Present the data once more in exactly its original form.

[Records from a data collection]
#####

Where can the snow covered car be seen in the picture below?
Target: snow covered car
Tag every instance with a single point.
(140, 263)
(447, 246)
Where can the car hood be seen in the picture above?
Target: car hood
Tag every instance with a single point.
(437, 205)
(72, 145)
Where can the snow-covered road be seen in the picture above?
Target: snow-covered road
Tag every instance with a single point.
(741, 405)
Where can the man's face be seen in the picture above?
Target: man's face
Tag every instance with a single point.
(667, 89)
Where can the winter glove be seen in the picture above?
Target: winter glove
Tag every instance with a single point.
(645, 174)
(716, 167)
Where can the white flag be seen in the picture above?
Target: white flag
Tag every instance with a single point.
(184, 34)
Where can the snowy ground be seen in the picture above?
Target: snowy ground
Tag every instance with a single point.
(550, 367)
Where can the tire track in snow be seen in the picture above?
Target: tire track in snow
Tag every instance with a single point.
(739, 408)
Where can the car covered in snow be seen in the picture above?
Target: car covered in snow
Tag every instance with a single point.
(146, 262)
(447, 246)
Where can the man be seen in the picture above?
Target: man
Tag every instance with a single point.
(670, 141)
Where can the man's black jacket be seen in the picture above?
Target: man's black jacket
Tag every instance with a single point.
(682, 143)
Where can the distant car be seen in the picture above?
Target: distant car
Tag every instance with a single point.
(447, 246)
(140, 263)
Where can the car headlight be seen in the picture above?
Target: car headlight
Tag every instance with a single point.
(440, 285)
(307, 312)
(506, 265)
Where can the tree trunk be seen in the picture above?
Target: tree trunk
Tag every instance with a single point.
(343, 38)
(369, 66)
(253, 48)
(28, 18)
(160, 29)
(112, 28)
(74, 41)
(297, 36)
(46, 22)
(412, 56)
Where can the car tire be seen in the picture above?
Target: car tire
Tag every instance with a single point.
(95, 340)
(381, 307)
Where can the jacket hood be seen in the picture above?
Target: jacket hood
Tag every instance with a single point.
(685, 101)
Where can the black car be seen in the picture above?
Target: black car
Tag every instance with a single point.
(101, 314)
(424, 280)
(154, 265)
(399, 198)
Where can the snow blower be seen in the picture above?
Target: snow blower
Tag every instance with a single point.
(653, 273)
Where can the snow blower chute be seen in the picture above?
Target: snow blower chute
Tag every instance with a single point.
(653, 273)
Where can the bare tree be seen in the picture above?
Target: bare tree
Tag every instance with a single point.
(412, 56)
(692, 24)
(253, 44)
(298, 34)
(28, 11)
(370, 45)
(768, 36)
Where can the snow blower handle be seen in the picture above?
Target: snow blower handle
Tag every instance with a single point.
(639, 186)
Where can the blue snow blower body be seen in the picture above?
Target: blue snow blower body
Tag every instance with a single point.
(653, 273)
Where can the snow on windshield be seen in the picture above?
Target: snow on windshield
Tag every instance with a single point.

#####

• FINAL ANSWER:
Where can the snow covered car be seen in the picture below?
Target: snow covered car
Tag every instance with a single point.
(140, 263)
(447, 246)
Where can the car hood be seen in the picture above?
Target: car hood
Tag every instance with a single point.
(437, 205)
(72, 145)
Where can the snow-covered road be seen in the picture above?
Target: snow-covered road
Tag every instance with a single point.
(741, 405)
Where can the man's face be seen in the picture above?
Target: man's face
Tag every instance with a single point.
(667, 89)
Where can the winter glove be seen in the picture above?
Target: winter glove
Tag every instance with a single point.
(645, 174)
(716, 167)
Where can the white flag be seen in the picture above?
Target: white flag
Tag every instance with a single point.
(184, 34)
Where can the snowy ground be seen in the picture above?
Target: snowy ground
Tag every instance with a single point.
(550, 367)
Where can the tire track in snow be seen in the picture above?
Target: tire track in snow
Tag every instance with a single point.
(739, 408)
Where can the car covered in snow be seen in the picture above?
Target: car covered in snow
Tag every instance with a single point.
(146, 262)
(447, 246)
Where can the man be seen in the picture above?
Target: man
Tag every instance with a single point.
(670, 141)
Where can the man's black jacket be seen in the picture above?
Target: man's black jacket
Tag every instance with a single point.
(682, 143)
Where can the distant car be seen in the picture above?
Target: distant car
Tag every instance with a single point.
(447, 246)
(140, 263)
Where can the car headlight be seen in the picture above?
Target: car headlight
Tag every instance with a single point.
(440, 285)
(307, 312)
(506, 265)
Where can the tree trunk be seen in the picture above?
Target: tree trunk
Tag every instance with a single point.
(343, 38)
(369, 66)
(253, 48)
(28, 18)
(160, 29)
(112, 28)
(74, 41)
(297, 36)
(46, 22)
(412, 56)
Where can the car tire be seen in the picture above?
Target: car tire
Tag every instance with a single point.
(95, 340)
(381, 307)
Where can the jacket hood be seen in the picture above?
Target: jacket hood
Tag every instance with a single point.
(685, 101)
Where can the black car be seen in the picture above?
Target: black car
Tag every instance with a single point.
(101, 314)
(424, 280)
(154, 265)
(399, 198)
Where can the snow blower be seen in the picture above?
Target: snow blower
Tag every instance with a single point.
(653, 273)
Where can the snow blower chute be seen in the picture above?
Target: snow blower chute
Tag every instance with a single point.
(653, 273)
Where can the bare tree be seen in the picture above?
Target: bare tree
Tag every instance with a single point.
(412, 56)
(692, 24)
(253, 44)
(298, 34)
(28, 11)
(370, 45)
(768, 36)
Where can the snow blower handle be seen in the picture above?
Target: snow blower handle
Tag every instance with a single point.
(639, 186)
Where can the blue snow blower body be seen in the picture above?
Target: blue snow blower body
Tag every instance with a single point.
(653, 273)
Where can the snow on windshield be seen in the picture above?
Target: snow on windshield
Tag every instance with a single point.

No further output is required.